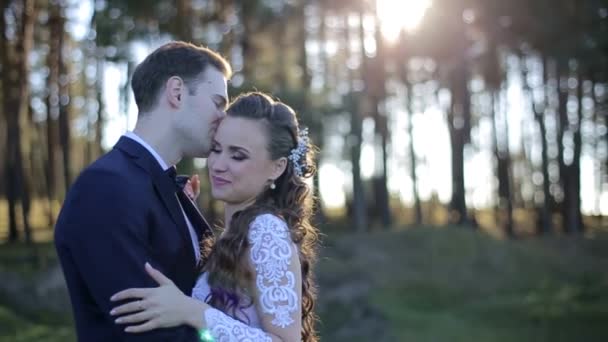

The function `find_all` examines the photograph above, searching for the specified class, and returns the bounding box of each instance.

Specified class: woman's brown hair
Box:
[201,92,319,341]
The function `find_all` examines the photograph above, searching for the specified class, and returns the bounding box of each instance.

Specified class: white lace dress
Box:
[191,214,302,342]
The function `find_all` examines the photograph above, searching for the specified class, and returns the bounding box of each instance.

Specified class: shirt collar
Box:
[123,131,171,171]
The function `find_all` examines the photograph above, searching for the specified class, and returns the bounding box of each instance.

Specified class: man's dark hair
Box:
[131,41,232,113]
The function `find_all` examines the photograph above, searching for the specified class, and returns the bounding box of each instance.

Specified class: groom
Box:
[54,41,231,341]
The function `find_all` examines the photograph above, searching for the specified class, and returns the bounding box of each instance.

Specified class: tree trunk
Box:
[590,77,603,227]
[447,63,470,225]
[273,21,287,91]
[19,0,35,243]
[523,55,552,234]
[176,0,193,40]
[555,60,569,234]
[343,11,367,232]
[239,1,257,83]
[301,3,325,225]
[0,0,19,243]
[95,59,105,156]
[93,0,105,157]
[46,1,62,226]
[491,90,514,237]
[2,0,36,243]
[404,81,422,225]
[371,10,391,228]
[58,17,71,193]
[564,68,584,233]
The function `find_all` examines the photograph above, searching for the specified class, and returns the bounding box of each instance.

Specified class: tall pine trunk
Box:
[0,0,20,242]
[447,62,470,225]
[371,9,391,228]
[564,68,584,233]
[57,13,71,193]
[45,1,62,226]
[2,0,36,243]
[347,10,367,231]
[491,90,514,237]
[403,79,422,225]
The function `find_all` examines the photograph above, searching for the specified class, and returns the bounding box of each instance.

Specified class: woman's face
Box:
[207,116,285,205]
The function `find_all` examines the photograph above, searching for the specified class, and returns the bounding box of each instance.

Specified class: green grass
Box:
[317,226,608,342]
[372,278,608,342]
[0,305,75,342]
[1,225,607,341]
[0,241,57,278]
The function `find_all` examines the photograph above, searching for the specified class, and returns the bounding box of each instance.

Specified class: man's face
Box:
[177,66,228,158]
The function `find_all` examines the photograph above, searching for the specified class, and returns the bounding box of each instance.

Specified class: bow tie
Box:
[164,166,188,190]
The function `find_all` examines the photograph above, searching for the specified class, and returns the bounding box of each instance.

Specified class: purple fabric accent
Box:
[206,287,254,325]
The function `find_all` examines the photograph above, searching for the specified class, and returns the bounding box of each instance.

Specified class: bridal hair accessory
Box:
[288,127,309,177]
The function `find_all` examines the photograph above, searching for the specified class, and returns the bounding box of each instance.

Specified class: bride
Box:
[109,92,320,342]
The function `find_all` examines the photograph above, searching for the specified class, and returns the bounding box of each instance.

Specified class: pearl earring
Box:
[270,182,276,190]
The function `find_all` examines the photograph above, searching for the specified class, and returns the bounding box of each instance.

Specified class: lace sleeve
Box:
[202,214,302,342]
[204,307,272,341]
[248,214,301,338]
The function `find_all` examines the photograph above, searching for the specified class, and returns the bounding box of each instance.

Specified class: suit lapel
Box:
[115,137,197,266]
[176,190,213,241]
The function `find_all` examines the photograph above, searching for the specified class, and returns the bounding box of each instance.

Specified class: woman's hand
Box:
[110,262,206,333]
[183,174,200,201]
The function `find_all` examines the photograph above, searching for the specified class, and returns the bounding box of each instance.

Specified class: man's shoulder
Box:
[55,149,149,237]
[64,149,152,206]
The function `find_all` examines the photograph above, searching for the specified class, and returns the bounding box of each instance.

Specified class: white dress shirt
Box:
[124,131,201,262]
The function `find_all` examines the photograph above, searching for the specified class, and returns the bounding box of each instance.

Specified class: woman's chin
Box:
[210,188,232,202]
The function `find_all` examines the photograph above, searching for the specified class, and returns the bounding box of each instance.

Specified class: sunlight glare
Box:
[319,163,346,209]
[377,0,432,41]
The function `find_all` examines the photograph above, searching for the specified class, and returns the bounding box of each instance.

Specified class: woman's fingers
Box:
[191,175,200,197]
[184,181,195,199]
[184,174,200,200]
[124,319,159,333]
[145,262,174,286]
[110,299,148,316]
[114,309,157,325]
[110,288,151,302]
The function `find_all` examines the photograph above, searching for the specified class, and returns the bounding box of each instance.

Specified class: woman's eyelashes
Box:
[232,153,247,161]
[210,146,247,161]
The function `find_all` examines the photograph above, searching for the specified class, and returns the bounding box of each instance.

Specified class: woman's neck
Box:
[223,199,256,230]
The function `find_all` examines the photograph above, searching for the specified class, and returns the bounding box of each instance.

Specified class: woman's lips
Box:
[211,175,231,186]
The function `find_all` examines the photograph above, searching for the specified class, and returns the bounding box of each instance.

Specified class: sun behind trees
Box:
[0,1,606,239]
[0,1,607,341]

────────

YOUR TASK: Write every entry out again exactly, dropping the pictures.

ANSWER TO THE EXERCISE:
The function `find_all` examines the photograph above, searching for the specified class, and returns the bounding box of each instance.

Specified class: woman's brown hair
Box:
[201,92,319,341]
The function `find_all` examines the photograph above, searching for the specified class, and returns the bounding box of each instance.

Specified class: white lace dress
Box:
[191,214,302,342]
The function `find_all` examines the photograph above, searching for the specified class, and returns the bounding box of each instance.

Specified class: shirt collar
Box:
[123,131,171,171]
The function `find_all` examines the photograph above, searching for the specified class, and returns the bounding box of each instance.

Specified class: man's dark hair
Box:
[131,41,232,113]
The function `find_all` examines the photograph above, searching for the specified class, and returns the bounding box of each instance.

Specified class: groom
Box:
[54,41,231,341]
The function `find_all` examines the photograph above, searching for the specified class, and returns the bounding box of each instance.

Specified class: tree trunk
Box:
[590,77,603,227]
[447,63,470,225]
[273,21,287,91]
[19,0,35,243]
[523,55,552,234]
[176,0,193,40]
[555,60,569,234]
[343,11,367,232]
[239,1,257,83]
[301,3,325,225]
[0,0,19,243]
[95,59,105,156]
[93,0,105,157]
[46,1,62,226]
[491,90,514,237]
[2,0,36,243]
[404,81,422,225]
[371,10,391,228]
[58,17,71,193]
[564,68,584,233]
The function `find_all` examines the photograph above, searching for the specified class, and returns the bounding box of each instance.

Specified class: tall pine trunk
Box:
[0,0,20,242]
[447,62,470,225]
[371,9,391,228]
[564,68,584,233]
[57,13,71,193]
[45,1,62,226]
[2,0,36,243]
[347,10,367,231]
[491,90,514,237]
[403,79,422,225]
The function `find_all` examines the photograph above, searching for the specified class, and returns the bounding box of each instance.

Specified class: woman's face
Box:
[207,116,285,205]
The function `find_all` examines the photograph above, searching for the specified class, and returns the bounding box of each instance.

Specified class: green grass
Box:
[317,226,608,342]
[372,278,608,342]
[0,305,75,342]
[1,225,607,341]
[0,241,57,278]
The function `find_all` examines the photograph above, searching for the specified class, and returns the bounding box of each instance.

Specified class: man's face
Box:
[177,66,228,158]
The function `find_all` examines the photograph above, searching for the specified class, and returns the bounding box of each instance.

Specified class: bow tie
Box:
[164,166,188,190]
The function `find_all` examines the photograph above, searching for the specified class, and returns the bounding box of each instance.

Specified class: purple fabric accent
Box:
[206,287,254,325]
The function `find_all` examines the photograph above, searching for the specified class, and returns the bounding box of each instance.

Specified class: bridal hair accessory
Box:
[288,127,309,177]
The function `find_all` examines the photograph above, searching for the specified class, and returns the bounding box of each instance.

Specified class: bride
Box:
[109,92,320,342]
The function `find_all` examines the photograph above, searching for the specified class, and returns the bounding box of each instance.

Specified class: pearl earring
Box:
[270,182,276,190]
The function `find_all` examines the photograph above, searching for the specified class, and returns the bounding box of each instance.

Specified class: lace sleeve
Box:
[202,214,302,342]
[204,307,272,341]
[248,214,301,338]
The function `find_all` examines the photograph above, searching for the specified class, and returns the bounding box of each instance.

Specified class: suit lapel
Box:
[115,137,197,266]
[176,190,213,241]
The function `find_all` examines the photograph above, searching for the specified class, and returns the bounding box of each instance.

Specified class: woman's hand
Box:
[110,262,206,333]
[183,174,200,201]
The function `find_all` examines the photograph above, searching for the specified class, and returns the bounding box of each instance.

Specified class: man's shoulder
Box:
[55,149,149,237]
[64,149,152,206]
The function `find_all` examines the photograph above, searching for the specified class, and returns the bounding box of each instance.

Specified class: white dress shirt
Box:
[124,131,201,262]
The function `find_all` examines the photograph above, searching for the specified class, and returns the bounding box of each instance.

Specified class: woman's chin
Box:
[210,188,232,202]
The function `find_all` examines the photograph above, searching for the specified class, and returns the bounding box of each instance.

Specified class: sunlight glare
Box:
[319,163,346,209]
[377,0,432,41]
The function `find_all` examines the photograph above, searching for the specified class, and returns the bounding box of each instance.

Specified class: woman's fingers
Box:
[191,175,200,197]
[184,181,195,199]
[184,174,200,200]
[124,319,159,333]
[145,262,174,286]
[110,299,148,316]
[114,309,157,325]
[110,288,151,302]
The function `find_all` examines the photograph above, searching for the specified class, and returns the bounding box of each instance.

Specified class: woman's eyelashes
Box:
[232,153,247,161]
[210,146,247,161]
The function `find_all` examines the photograph above, searching for the specified class, and returns the bounding box of each instance.

Specified class: woman's neck
Box:
[223,199,256,230]
The function `find_all` examines the photograph above, searching for the specified class, and returns the bounding box of each instance.

Specified class: woman's lips
Box:
[211,175,231,186]
The function `find_all` examines the photograph above, searching for the specified class, and returns the bounding box of each instance.

Specified class: sun behind trees
Box:
[0,1,606,239]
[0,1,607,341]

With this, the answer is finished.